- WORK TO BE COMPLETED -
Within the listing below, how many lines include the string "stripe"? Reply with only the number.

─── DATA

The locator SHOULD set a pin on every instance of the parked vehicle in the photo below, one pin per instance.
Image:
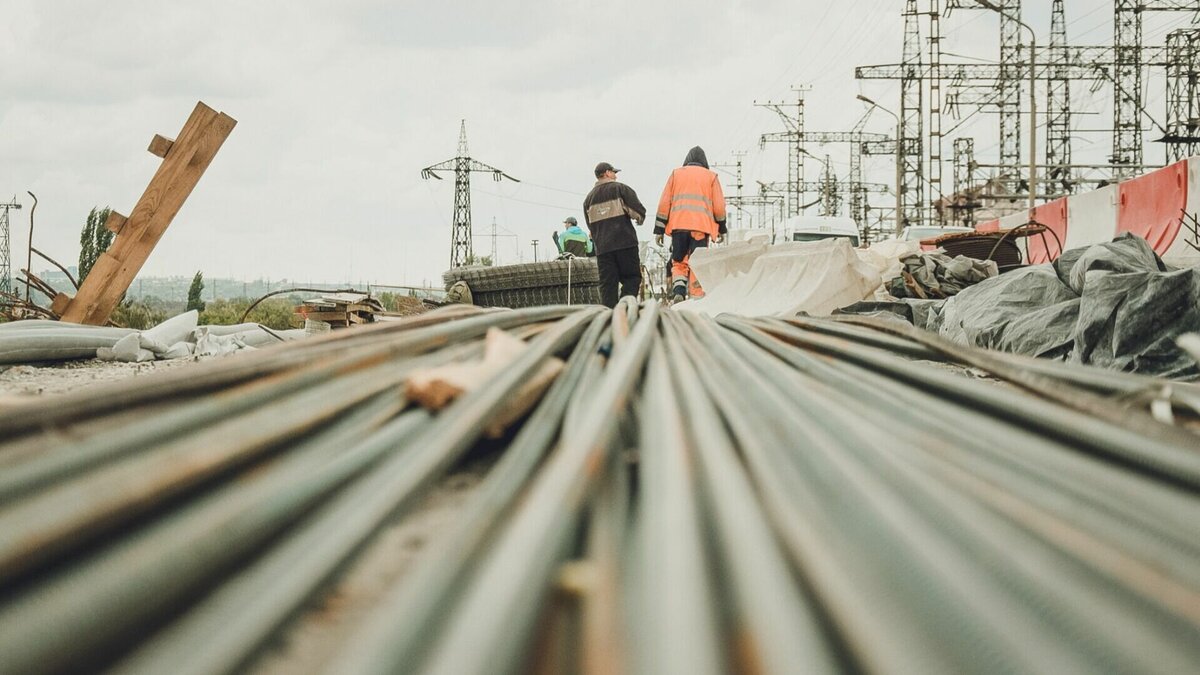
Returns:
(814, 228)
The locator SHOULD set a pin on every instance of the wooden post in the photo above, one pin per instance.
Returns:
(184, 163)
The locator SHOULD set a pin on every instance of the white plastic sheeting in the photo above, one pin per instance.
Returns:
(797, 276)
(1091, 217)
(31, 341)
(1183, 250)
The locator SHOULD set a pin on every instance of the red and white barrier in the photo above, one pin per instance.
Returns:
(1151, 205)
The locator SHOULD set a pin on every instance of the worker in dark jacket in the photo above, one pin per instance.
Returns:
(611, 209)
(691, 213)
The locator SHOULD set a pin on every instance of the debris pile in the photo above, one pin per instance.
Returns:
(688, 494)
(341, 310)
(1115, 305)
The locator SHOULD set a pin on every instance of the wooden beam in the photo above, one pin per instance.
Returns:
(197, 144)
(60, 303)
(115, 222)
(160, 145)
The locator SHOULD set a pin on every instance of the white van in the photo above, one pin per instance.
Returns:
(814, 228)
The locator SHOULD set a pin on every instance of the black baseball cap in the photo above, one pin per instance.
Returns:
(605, 167)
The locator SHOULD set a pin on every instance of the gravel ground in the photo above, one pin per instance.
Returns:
(69, 376)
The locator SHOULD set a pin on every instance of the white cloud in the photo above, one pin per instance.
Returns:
(340, 105)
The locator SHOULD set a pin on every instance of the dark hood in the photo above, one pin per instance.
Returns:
(696, 156)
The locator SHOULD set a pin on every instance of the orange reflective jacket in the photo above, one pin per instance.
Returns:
(693, 201)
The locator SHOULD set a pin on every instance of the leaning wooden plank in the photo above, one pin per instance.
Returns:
(190, 155)
(160, 145)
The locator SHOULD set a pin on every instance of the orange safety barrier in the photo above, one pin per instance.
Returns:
(1047, 246)
(1150, 205)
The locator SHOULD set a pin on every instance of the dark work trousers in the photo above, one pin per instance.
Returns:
(683, 244)
(621, 266)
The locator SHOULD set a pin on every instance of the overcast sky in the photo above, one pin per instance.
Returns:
(341, 103)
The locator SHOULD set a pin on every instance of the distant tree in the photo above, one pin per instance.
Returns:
(193, 293)
(138, 315)
(94, 240)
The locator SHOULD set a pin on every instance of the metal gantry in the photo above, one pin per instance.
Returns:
(795, 137)
(461, 249)
(1182, 94)
(997, 87)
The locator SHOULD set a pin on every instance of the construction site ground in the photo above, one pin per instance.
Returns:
(319, 633)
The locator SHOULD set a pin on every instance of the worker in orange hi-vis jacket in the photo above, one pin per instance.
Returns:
(691, 211)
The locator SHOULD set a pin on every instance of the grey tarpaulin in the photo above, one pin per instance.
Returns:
(939, 275)
(1114, 305)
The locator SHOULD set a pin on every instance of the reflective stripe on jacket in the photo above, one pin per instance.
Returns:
(611, 208)
(693, 199)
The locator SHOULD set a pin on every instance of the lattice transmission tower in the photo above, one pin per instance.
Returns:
(461, 250)
(5, 250)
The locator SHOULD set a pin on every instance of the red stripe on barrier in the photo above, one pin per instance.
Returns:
(1048, 246)
(1150, 205)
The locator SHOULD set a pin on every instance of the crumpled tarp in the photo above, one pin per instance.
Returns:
(1114, 305)
(937, 275)
(33, 341)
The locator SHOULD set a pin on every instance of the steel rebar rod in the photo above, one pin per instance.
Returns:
(493, 621)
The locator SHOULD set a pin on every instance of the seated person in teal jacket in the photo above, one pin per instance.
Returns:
(574, 240)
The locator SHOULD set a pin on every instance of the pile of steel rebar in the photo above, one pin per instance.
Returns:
(690, 495)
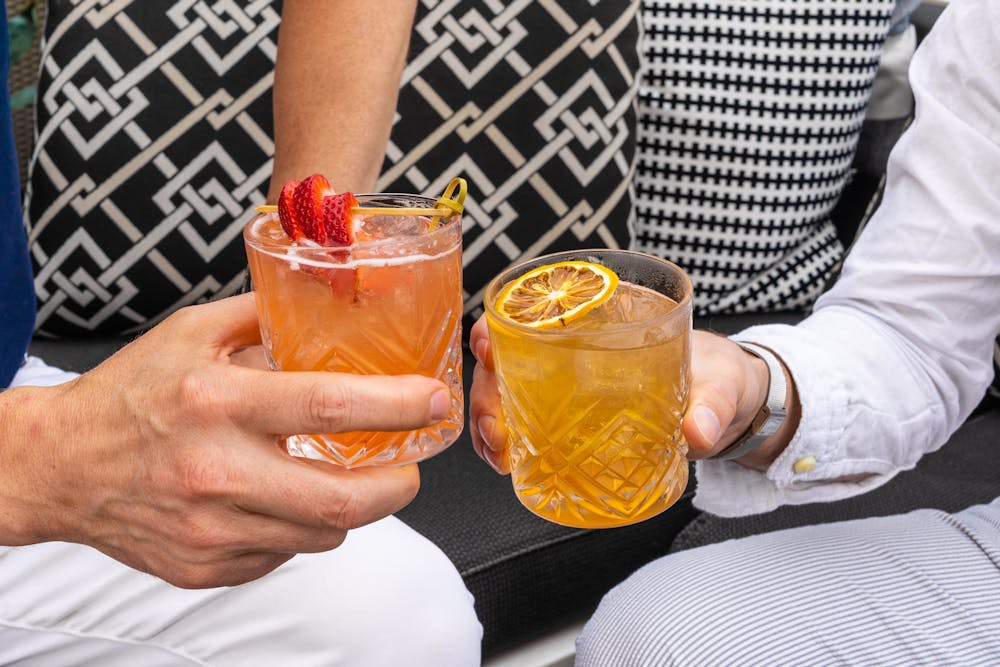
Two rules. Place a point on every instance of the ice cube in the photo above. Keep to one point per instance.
(379, 227)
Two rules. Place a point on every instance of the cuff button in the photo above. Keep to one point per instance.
(804, 465)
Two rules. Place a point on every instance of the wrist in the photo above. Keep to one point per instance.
(34, 508)
(765, 404)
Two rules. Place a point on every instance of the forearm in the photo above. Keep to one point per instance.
(336, 84)
(27, 517)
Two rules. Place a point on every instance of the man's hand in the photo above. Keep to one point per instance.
(728, 387)
(167, 456)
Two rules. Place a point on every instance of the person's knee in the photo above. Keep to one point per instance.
(404, 603)
(635, 624)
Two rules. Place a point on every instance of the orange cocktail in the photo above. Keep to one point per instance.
(593, 401)
(390, 303)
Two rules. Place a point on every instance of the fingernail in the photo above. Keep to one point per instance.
(479, 352)
(486, 425)
(707, 422)
(440, 404)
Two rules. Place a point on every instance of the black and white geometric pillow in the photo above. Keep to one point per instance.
(534, 103)
(750, 113)
(154, 141)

──────

- THE COMPLETED TASK -
2